# PROVIDED ENTRIES
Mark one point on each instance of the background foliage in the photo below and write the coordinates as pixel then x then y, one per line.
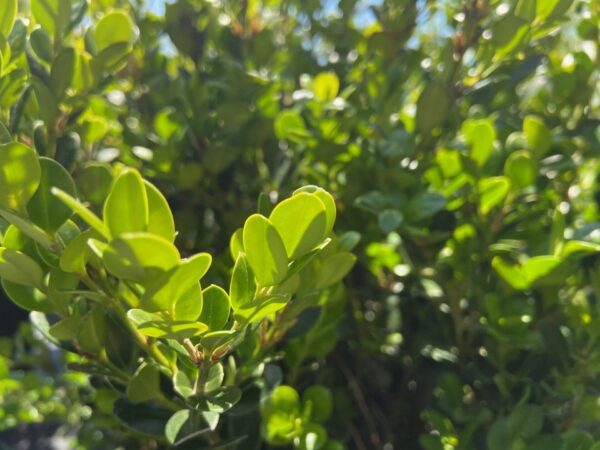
pixel 460 139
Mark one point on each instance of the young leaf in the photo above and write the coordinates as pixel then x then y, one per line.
pixel 301 221
pixel 28 228
pixel 8 13
pixel 169 288
pixel 126 208
pixel 189 306
pixel 140 257
pixel 62 72
pixel 216 308
pixel 88 216
pixel 160 218
pixel 326 86
pixel 236 244
pixel 20 175
pixel 45 209
pixel 146 418
pixel 262 307
pixel 27 297
pixel 243 286
pixel 492 192
pixel 265 251
pixel 175 424
pixel 77 253
pixel 19 268
pixel 327 200
pixel 333 268
pixel 145 385
pixel 92 333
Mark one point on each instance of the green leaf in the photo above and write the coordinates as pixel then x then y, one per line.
pixel 538 135
pixel 8 14
pixel 47 101
pixel 140 257
pixel 19 268
pixel 424 205
pixel 45 209
pixel 5 136
pixel 433 107
pixel 213 340
pixel 326 86
pixel 94 181
pixel 243 286
pixel 126 208
pixel 160 218
pixel 112 58
pixel 52 15
pixel 223 399
pixel 175 424
pixel 261 307
pixel 92 333
pixel 333 268
pixel 28 228
pixel 492 192
pixel 190 304
pixel 153 325
pixel 145 385
pixel 480 135
pixel 216 308
pixel 163 294
pixel 88 216
pixel 301 221
pixel 115 27
pixel 321 402
pixel 513 275
pixel 62 72
pixel 265 251
pixel 279 412
pixel 520 169
pixel 328 201
pixel 27 297
pixel 182 384
pixel 236 243
pixel 20 175
pixel 41 44
pixel 66 329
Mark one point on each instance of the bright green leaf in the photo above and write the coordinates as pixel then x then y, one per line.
pixel 265 251
pixel 216 308
pixel 301 221
pixel 20 175
pixel 160 218
pixel 243 286
pixel 140 257
pixel 326 86
pixel 44 208
pixel 126 208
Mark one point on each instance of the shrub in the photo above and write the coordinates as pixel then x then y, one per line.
pixel 458 138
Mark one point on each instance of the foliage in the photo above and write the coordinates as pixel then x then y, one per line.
pixel 459 138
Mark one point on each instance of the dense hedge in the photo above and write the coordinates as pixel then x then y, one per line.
pixel 460 140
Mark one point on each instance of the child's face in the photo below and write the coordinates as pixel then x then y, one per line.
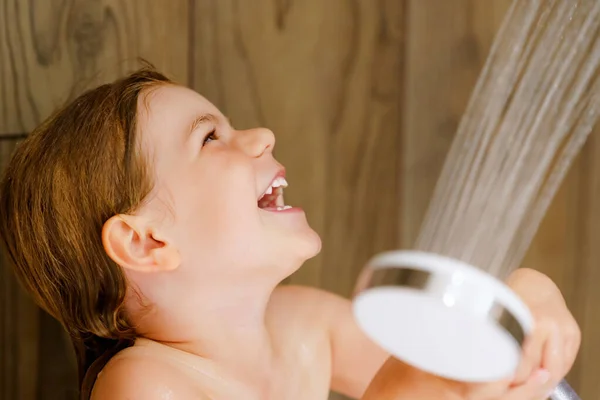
pixel 208 188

# TO BE DONE
Write out all of the items above word for word, and leave out both pictures.

# SOLUTION
Mark one point on each instance of the background foliage in the photo below and write the coordinates as pixel then x then y, one per line.
pixel 460 139
Mark one point on each instance of the young leaf in the photo above and write the coordinates as pixel then x then y, one per line.
pixel 301 221
pixel 28 228
pixel 8 13
pixel 169 288
pixel 126 208
pixel 189 306
pixel 140 257
pixel 62 72
pixel 216 308
pixel 88 216
pixel 160 218
pixel 326 86
pixel 236 244
pixel 20 175
pixel 45 209
pixel 146 418
pixel 262 307
pixel 27 297
pixel 243 286
pixel 492 192
pixel 265 251
pixel 175 424
pixel 77 253
pixel 19 268
pixel 327 200
pixel 333 268
pixel 145 385
pixel 92 333
Mark one point on each instance of the green leaf in the photo above and write the coordinates as pixel then x then y, one per line.
pixel 538 135
pixel 8 14
pixel 47 101
pixel 140 257
pixel 19 268
pixel 424 205
pixel 45 209
pixel 5 136
pixel 433 107
pixel 213 340
pixel 326 86
pixel 94 181
pixel 243 286
pixel 126 208
pixel 160 218
pixel 112 58
pixel 52 15
pixel 223 399
pixel 175 424
pixel 261 307
pixel 92 333
pixel 333 268
pixel 28 228
pixel 492 192
pixel 190 304
pixel 153 325
pixel 145 385
pixel 480 135
pixel 216 308
pixel 163 294
pixel 88 216
pixel 301 221
pixel 115 27
pixel 321 402
pixel 513 275
pixel 62 72
pixel 265 251
pixel 279 412
pixel 520 169
pixel 328 201
pixel 27 297
pixel 182 384
pixel 236 243
pixel 20 175
pixel 41 44
pixel 66 329
Mark one point on each instance of the bright green leaf in the photo above and write the coordinates as pixel then x then y, one per line.
pixel 265 251
pixel 216 308
pixel 301 221
pixel 20 175
pixel 160 218
pixel 243 286
pixel 140 257
pixel 326 86
pixel 44 208
pixel 126 208
Mark one point on each instance of the shrub in the photo above and write the coordinates as pixel then x then y, one per line.
pixel 458 138
Mark one point on each instance of the foliage in the photo above and write the coordinates as pixel then x then y, one per line.
pixel 459 138
Mark one point on each instance of the dense hedge in the photo above and write the coordinates as pixel then x then y, one per line.
pixel 460 140
Mark one point on each instance of the child's face in the photo below and write the coordinates as pixel then x then y, one per line.
pixel 208 188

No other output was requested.